Could you repeat the lines below with every "photo" swapped for "image", changing nothing else and leaving out the pictures?

***

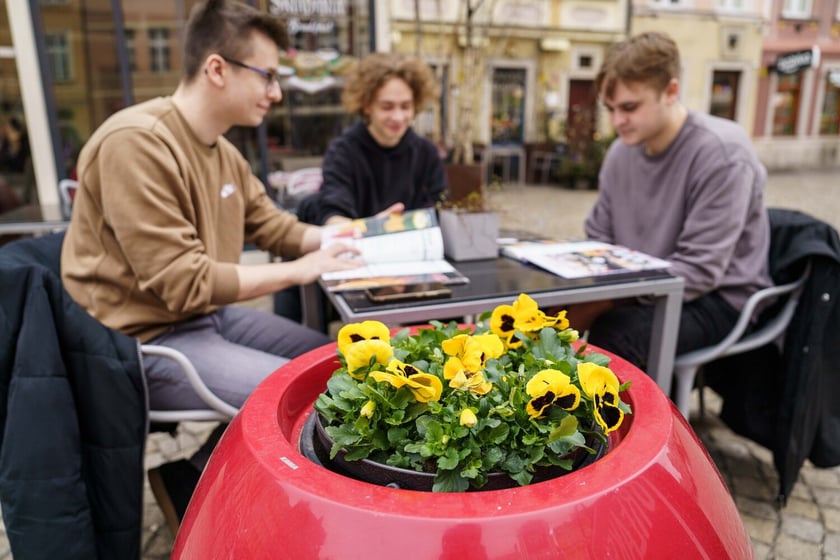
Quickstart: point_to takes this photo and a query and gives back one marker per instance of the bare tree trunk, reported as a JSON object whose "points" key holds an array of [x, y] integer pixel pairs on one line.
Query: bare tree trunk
{"points": [[418, 30]]}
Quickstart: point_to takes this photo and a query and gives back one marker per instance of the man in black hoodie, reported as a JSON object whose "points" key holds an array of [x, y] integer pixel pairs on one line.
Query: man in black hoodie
{"points": [[381, 165]]}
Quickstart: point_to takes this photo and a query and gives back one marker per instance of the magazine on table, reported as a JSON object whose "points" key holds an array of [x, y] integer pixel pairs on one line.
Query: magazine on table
{"points": [[581, 259], [398, 249]]}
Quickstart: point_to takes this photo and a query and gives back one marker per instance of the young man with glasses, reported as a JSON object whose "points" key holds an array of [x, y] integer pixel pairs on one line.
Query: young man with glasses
{"points": [[165, 205]]}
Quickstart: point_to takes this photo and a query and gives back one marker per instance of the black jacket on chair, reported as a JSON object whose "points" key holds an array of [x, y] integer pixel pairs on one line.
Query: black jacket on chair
{"points": [[72, 415], [788, 402]]}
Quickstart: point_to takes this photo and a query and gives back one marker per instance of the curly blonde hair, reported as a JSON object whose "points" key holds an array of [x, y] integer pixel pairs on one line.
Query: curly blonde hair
{"points": [[371, 73]]}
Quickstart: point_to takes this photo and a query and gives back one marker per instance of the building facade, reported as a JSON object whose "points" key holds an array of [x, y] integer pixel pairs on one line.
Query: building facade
{"points": [[797, 119]]}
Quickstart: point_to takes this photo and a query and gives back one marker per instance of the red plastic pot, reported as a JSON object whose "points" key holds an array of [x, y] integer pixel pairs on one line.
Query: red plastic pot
{"points": [[656, 494]]}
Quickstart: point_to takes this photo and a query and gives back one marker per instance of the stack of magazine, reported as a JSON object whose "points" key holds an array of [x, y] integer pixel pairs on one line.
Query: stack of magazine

***

> Solution for this task:
Quickstart: point_to takes this image and a query and gives back one marker per instance of the bare tree trunk, reported as a JSON object whose "points" key holds an array of [x, y] integer pixel pairs on one line.
Query: bare tree trunk
{"points": [[418, 30]]}
Quickstart: point_to takes this image and a query and gives back one marker per instance of the man in black hoodie, reported as a JSON object whose "points" key holds an array of [x, y] integer pixel pairs on one line.
Query: man in black hoodie
{"points": [[381, 165]]}
Quickstart: point_to takes this image and a query and gives back one marker per instance of the magazine on table, reported as a JSON object whose "points" key holds an array of [x, y] integer pixel pairs on one line.
Query: magazine on table
{"points": [[581, 259], [398, 249]]}
Quickstart: point_to takes this image and a query and gives back one marker per instance of the young man with glasses, reported as a JSON object whose "points" key holds an array of [x, y] integer pixel pairs on one line.
Query: young man with glasses
{"points": [[165, 205]]}
Quickstart: point_to takes this image and a query and gives back one marker per instance of the black jacket on chair, reported as a JSON object whose "points" key holds an array of [x, y] integer pixel pairs on one line.
Query: black jacket on chair
{"points": [[72, 415], [788, 402]]}
Quickstart: point_to takes this image and a query and gives back one marker per instance of the curly blonde hair, reported as a JSON object whose "points" key holds an array of [x, y] integer pixel pairs on one line.
Query: curly blonde hair
{"points": [[371, 73]]}
Quickstart: point_to takes this image and a query and gives back one marker per instance of the building facade, reported as a JSON object whose "points" key holds an array of [x, y] integer pixel pairs on one line.
Query: building facade
{"points": [[797, 119]]}
Quickstart: point_to takes this image and a query and gives back one marker per instance of the red plastic pot, reported as a JSON object whose "points" key holds an array of [x, y] integer pixel pairs on one line.
Query: red plastic pot
{"points": [[656, 494]]}
Quickstart: point_to takes this image and a query and gives back one marker per instance of the stack of magazine, reported as a JSON object whose "points" key holds an array of [x, y] integer pixel pairs on one line.
Query: stack of magazine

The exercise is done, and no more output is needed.